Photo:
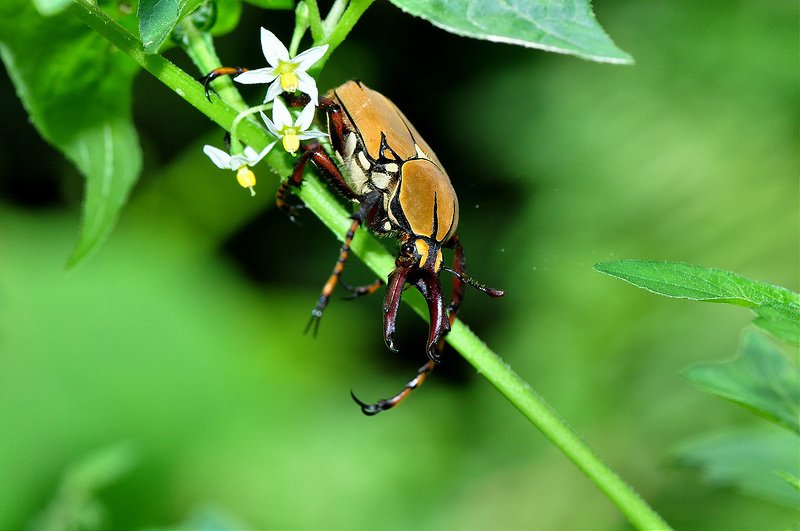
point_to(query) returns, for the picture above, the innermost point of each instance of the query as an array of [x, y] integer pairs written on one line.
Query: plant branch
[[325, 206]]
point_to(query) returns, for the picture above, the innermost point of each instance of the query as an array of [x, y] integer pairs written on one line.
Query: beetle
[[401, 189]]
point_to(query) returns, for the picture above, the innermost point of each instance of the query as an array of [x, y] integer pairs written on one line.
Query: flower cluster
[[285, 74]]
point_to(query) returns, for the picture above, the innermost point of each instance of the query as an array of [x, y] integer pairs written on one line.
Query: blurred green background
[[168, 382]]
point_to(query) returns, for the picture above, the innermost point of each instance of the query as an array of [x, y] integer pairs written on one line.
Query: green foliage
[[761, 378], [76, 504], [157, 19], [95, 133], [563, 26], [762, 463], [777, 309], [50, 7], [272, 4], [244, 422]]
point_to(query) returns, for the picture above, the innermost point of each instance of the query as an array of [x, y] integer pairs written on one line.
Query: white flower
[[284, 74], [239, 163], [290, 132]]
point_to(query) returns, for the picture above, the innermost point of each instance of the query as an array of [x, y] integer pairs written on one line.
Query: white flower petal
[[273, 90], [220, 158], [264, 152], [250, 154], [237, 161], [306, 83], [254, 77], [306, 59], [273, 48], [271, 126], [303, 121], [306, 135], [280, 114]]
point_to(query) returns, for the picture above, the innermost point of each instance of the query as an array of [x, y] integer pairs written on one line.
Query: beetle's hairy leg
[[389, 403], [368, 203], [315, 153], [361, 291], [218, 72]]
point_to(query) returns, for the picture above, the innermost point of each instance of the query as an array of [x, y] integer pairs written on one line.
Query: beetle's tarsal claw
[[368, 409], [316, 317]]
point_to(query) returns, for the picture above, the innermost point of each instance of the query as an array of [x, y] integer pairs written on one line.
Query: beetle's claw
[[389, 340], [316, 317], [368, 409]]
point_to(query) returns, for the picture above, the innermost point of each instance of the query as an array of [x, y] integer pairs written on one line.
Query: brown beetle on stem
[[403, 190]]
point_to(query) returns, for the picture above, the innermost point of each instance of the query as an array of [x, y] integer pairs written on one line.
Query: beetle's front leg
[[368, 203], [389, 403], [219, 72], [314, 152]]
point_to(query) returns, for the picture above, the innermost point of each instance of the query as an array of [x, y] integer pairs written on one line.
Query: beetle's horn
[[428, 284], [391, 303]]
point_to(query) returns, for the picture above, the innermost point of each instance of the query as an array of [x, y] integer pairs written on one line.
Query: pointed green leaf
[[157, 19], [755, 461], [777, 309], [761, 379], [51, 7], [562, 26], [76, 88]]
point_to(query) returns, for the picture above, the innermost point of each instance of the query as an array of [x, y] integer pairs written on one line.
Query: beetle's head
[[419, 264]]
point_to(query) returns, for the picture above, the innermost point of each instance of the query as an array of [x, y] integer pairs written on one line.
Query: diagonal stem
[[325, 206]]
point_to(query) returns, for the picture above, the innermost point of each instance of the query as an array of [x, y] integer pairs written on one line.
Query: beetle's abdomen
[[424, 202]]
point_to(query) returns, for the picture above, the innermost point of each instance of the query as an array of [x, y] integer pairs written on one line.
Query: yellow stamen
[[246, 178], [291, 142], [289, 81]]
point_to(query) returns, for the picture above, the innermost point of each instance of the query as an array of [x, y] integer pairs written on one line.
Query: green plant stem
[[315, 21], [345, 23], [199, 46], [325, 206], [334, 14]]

========

Return all of the entries exactly as written, but drop any pictures they hold.

- Output -
Photo:
point_to(query) returns, for the picture above, the innermost point of each instance of the query as an array of [x, y] integer pairs written on one line.
Query: plant branch
[[325, 206]]
point_to(query) returns, for the picture above, the innermost point of each instance of the query as an array of [x, y] integer pairs written on one line.
Query: beetle
[[401, 189]]
point_to(query) returns, for the picture above, the innermost point of each instance of the query as an array of [x, y] integer pairs written on one line.
Query: flower cluster
[[285, 74]]
point_to(query) returns, for the picture above, the innermost point of each instance of the query as an array of [x, y] integer pairs written on one line.
Query: blurred green background
[[168, 382]]
point_to(query) returns, for the picture above, the innermost point of each instance of the query as an array of [x, y] integer pairs written on one line.
Query: green foliage
[[761, 378], [76, 504], [157, 19], [95, 133], [563, 26], [762, 463], [777, 309], [50, 7], [272, 4], [244, 422]]
point_to(query) returns, for the picture above, the innermost point of each instance of the query as an array of [x, y] integer pairs written on one line.
Query: white flower
[[284, 74], [239, 163], [290, 132]]
point_to(query) returns, for the picture above, the innermost point of each instance of the query as an array of [x, y] integer pairs written on one line.
Query: white flower petal
[[273, 90], [220, 158], [264, 152], [250, 154], [237, 161], [306, 83], [254, 77], [306, 59], [273, 48], [271, 126], [303, 121], [306, 135], [280, 114]]
point_to(query) returns, for the picture above, the innermost point of each instance of the query as an array of [x, y] integer pairs written on one line.
Query: beetle's hairy leg
[[389, 403], [368, 203], [315, 153], [361, 291], [218, 72]]
point_to(query) returns, for the picture above, the innermost point of each instance of the query as an array of [x, y] integer pairs written on one line.
Query: beetle's tarsal claw
[[368, 409], [316, 317]]
point_to(query) returns, for the picture above, the innermost point of each instance of the query as an array of [x, y] integer pairs written on one line.
Query: beetle's claw
[[389, 340], [316, 317], [368, 409]]
point_to(query) returns, for the picture above, the innermost point of each instance of the query as an array of [x, y] integer pairs written on one line.
Query: brown beetle on stem
[[403, 190]]
point_to(query) returns, for the picture above, the innermost point of each instance of the query as an array of [x, y] integer pairs written on one line.
Query: beetle's front leg
[[368, 203], [389, 403], [219, 72], [314, 152]]
point_to(query) returns, for the picture above, the innermost point of each instance of the query as an array of [x, y] integer pairs written on one line.
Query: beetle's horn
[[428, 284], [391, 303]]
point_to(query) returns, for the picture above, the innermost point of each instance of the query as an array of [x, y] integer pairs written on one line.
Query: pointed green leaf
[[157, 19], [755, 461], [777, 309], [761, 379], [51, 7], [562, 26], [76, 88]]
point_to(query) returns, for the picture above, the innermost point of each instance of the query as an array of [x, y] integer pairs written on one line.
Query: beetle's head
[[419, 264]]
point_to(query) returns, for the picture above, the innermost point of each instance of the query as an array of [x, y] integer pairs written on one line.
Query: diagonal stem
[[325, 206]]
point_to(query) returns, for the picture above, the innermost point of each instance of the query as an array of [x, y] integer pairs written on one line.
Query: beetle's abdomen
[[424, 202]]
point_to(query) returns, for the picture above, the innermost point of each instance of the query as an array of [x, y] integer pairs written on one line.
Query: yellow stamen
[[246, 178], [291, 142], [289, 81]]
point_to(query) returns, for the picture above, the innermost point of each instance of the query as an array of [x, y] integer pairs written on one line.
Query: green plant stem
[[315, 21], [345, 23], [199, 46], [325, 206], [334, 14]]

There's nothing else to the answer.